Which lines below fall between the one containing "[indicate] one point per instance, sample <point>103,84</point>." and the one containing "[indicate] one point per instance, sample <point>94,69</point>."? Repeat them exactly, counting both of those lines, and add nothing else.
****************************************
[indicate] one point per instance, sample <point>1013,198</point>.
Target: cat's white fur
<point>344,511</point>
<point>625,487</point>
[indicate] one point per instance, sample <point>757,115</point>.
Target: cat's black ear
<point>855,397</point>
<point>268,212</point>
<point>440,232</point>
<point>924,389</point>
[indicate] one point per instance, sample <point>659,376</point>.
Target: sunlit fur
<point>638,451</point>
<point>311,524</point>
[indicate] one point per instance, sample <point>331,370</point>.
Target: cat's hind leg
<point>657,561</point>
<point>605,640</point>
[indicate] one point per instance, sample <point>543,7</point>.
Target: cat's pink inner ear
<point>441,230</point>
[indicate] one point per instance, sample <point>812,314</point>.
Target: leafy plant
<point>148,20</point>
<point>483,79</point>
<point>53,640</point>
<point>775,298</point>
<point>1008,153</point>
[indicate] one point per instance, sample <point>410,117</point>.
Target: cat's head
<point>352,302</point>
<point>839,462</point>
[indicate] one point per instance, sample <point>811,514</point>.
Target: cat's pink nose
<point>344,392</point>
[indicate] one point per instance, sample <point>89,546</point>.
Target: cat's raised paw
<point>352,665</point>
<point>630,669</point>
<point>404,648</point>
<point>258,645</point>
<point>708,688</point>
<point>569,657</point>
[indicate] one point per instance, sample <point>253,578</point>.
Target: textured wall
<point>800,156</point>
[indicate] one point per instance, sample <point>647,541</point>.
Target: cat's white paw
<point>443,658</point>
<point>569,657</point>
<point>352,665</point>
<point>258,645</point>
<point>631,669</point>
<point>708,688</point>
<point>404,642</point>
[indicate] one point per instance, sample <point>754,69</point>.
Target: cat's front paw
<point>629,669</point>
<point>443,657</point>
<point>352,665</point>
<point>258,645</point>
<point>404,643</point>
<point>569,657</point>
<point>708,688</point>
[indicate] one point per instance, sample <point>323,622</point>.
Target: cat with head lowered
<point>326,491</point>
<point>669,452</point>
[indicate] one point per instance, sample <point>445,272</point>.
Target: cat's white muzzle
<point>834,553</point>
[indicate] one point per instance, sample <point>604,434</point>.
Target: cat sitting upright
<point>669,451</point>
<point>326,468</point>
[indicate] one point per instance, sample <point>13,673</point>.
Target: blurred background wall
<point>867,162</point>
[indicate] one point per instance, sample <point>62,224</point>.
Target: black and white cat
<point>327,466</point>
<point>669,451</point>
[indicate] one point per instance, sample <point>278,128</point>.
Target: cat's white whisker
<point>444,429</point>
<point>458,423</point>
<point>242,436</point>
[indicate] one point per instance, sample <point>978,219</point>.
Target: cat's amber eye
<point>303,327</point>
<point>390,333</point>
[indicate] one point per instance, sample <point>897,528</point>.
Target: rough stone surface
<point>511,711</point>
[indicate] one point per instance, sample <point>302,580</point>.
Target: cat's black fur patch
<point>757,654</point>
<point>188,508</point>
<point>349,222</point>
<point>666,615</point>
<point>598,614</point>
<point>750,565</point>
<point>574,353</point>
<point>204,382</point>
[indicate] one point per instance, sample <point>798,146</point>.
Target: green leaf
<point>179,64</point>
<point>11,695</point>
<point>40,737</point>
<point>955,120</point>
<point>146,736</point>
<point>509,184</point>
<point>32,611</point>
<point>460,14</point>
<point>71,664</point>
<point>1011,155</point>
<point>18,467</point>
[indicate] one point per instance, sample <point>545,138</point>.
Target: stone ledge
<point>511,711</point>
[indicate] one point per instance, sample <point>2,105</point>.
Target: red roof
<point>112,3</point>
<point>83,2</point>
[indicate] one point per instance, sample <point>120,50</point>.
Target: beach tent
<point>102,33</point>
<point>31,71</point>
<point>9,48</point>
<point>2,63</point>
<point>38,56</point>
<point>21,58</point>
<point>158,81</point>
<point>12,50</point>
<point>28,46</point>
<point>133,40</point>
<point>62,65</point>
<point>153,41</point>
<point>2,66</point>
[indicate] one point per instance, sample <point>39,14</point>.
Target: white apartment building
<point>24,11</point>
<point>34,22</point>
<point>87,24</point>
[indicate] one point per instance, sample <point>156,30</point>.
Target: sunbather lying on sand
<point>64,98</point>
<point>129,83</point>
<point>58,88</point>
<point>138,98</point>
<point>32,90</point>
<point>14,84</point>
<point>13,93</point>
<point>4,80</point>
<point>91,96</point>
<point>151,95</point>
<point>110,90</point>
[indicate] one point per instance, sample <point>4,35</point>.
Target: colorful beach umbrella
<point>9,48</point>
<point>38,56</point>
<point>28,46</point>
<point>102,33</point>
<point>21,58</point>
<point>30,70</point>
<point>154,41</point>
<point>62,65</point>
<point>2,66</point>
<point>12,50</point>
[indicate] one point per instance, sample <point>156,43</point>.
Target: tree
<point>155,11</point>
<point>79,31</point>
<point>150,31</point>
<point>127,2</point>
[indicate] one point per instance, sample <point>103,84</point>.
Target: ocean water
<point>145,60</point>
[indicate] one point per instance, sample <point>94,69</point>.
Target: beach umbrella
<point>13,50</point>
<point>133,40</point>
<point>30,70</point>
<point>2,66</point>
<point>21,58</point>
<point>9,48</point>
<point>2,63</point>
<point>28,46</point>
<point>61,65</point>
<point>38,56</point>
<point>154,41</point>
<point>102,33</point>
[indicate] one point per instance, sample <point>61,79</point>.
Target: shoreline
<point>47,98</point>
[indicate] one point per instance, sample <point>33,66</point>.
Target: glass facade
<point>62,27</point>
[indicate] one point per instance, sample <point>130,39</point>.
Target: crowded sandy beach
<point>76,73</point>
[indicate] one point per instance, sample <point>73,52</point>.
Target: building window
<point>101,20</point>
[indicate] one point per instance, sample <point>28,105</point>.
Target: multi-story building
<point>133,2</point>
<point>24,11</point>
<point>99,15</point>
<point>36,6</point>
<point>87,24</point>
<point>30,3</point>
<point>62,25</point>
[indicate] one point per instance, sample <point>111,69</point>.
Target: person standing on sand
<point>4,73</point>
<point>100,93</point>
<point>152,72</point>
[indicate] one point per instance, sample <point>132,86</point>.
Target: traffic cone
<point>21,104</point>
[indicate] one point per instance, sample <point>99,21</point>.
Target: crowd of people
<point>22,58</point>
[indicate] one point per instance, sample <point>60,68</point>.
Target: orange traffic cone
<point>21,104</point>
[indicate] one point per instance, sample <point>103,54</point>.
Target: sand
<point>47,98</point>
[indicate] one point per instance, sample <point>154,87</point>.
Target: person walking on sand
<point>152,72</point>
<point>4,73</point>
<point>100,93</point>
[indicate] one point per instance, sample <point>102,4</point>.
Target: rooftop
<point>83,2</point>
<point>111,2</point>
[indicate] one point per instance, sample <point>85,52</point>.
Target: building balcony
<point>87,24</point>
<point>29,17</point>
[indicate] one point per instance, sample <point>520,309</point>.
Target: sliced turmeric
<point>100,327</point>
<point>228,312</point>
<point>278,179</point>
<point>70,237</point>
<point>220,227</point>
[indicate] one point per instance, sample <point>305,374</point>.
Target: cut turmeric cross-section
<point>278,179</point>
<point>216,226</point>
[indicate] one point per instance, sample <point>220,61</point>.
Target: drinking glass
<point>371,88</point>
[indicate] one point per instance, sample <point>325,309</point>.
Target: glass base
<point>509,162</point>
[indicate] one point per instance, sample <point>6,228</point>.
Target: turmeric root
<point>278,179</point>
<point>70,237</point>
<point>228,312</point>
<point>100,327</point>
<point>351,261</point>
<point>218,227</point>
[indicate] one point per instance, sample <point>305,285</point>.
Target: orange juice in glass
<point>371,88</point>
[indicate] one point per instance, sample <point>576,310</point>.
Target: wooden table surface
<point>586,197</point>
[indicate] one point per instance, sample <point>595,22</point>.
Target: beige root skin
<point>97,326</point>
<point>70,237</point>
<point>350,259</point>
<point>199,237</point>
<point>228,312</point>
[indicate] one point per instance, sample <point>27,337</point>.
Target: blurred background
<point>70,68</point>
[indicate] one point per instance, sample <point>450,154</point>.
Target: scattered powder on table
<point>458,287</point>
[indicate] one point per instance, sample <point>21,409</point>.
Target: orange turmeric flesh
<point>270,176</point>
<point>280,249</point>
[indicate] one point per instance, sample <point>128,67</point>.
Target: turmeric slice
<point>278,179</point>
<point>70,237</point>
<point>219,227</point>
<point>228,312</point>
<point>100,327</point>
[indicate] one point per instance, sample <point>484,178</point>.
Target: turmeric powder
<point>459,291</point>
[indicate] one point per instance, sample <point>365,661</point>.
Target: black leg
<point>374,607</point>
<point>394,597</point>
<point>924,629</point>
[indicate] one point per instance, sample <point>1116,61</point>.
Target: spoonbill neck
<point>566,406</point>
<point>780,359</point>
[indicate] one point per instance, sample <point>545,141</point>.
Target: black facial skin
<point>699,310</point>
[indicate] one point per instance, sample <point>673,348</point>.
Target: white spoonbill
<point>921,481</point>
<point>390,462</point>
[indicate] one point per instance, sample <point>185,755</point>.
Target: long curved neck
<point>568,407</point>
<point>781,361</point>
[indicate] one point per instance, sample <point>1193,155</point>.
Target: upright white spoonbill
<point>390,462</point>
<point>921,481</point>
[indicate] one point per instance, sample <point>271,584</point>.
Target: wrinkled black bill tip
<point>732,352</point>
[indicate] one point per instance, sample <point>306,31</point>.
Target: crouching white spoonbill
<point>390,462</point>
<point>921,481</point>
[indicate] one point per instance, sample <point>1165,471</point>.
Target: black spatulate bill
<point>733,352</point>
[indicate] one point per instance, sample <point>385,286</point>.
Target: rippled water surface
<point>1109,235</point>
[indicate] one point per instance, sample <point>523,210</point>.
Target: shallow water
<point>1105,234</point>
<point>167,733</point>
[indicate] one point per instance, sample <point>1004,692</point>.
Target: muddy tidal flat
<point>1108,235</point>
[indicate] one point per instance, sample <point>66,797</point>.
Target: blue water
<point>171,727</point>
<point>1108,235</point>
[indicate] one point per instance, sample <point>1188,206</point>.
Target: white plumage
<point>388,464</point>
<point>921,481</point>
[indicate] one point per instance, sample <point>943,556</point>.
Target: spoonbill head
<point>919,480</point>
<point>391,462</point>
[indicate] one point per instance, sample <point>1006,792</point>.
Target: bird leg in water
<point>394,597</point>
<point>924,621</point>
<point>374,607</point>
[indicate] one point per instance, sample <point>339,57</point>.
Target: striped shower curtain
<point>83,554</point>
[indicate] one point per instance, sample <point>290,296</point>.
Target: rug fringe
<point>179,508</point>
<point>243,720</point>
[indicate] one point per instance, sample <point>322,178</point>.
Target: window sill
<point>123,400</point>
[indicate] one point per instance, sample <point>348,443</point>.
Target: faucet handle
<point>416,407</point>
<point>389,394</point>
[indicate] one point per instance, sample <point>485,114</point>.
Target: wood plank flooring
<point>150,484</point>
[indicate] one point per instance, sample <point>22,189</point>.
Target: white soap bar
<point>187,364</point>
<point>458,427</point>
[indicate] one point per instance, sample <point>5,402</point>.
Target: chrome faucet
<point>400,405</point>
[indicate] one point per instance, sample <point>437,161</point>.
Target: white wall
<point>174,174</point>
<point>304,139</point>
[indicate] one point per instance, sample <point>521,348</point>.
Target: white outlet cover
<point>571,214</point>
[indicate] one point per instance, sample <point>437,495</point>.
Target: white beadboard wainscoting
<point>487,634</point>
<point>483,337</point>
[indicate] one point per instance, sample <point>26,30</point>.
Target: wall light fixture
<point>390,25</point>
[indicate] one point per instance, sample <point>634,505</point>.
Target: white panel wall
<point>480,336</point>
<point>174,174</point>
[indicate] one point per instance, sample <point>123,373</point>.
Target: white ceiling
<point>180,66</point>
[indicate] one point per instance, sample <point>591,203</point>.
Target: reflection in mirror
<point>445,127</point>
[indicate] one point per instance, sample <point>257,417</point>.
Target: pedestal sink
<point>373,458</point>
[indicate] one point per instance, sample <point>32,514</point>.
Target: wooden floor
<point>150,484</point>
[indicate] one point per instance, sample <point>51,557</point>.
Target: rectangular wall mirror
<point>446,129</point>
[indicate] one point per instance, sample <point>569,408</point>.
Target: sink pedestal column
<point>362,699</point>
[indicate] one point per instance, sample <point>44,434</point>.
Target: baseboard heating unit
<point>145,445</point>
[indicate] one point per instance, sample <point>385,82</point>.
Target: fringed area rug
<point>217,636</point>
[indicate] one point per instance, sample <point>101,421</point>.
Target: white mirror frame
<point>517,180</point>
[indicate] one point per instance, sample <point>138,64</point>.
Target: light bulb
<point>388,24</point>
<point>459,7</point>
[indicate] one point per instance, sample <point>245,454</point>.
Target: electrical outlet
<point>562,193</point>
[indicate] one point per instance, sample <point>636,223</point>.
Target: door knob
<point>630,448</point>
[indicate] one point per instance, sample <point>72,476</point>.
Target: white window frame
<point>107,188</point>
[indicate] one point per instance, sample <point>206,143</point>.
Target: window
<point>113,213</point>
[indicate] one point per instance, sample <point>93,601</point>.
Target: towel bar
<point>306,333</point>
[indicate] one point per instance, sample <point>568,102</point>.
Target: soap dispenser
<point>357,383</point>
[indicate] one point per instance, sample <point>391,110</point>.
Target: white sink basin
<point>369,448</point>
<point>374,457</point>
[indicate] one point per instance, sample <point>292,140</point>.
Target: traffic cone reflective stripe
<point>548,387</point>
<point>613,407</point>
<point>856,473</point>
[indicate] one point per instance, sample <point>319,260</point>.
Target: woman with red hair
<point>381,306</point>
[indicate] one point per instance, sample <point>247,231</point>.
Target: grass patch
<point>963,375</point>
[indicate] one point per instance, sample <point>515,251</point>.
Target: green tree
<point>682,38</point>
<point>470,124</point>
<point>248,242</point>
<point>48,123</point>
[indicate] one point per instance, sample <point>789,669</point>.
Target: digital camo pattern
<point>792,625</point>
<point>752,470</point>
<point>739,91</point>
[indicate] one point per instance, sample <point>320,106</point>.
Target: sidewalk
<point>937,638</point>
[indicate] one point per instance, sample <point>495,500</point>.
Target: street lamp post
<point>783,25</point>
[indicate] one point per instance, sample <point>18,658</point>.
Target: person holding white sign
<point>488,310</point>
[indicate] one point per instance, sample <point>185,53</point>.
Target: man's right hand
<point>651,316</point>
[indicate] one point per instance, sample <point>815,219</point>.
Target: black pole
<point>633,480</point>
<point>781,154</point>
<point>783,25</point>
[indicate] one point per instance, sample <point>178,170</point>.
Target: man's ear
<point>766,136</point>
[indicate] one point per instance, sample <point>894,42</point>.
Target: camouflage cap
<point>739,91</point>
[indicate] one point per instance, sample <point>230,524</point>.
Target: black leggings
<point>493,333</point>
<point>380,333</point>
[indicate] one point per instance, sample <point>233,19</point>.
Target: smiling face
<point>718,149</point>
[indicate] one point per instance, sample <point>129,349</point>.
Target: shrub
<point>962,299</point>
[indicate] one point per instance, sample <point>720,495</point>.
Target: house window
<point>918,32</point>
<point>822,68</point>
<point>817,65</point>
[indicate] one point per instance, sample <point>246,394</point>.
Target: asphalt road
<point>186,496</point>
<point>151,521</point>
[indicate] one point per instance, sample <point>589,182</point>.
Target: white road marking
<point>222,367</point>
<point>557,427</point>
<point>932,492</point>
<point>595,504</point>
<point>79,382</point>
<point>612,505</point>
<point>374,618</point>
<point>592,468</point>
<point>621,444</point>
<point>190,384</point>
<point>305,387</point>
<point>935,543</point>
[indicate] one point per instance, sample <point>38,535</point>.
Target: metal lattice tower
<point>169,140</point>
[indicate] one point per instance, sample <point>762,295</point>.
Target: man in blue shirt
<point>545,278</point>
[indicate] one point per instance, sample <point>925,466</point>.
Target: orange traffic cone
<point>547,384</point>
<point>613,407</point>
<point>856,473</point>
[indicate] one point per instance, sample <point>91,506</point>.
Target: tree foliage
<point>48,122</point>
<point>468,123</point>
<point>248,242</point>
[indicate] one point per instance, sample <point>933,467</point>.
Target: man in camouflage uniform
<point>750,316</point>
****************************************
OUTPUT OF THE EXERCISE:
[indicate] one point per instance, sample <point>103,84</point>.
Target: ocean water
<point>145,60</point>
[indicate] one point per instance, sample <point>94,69</point>.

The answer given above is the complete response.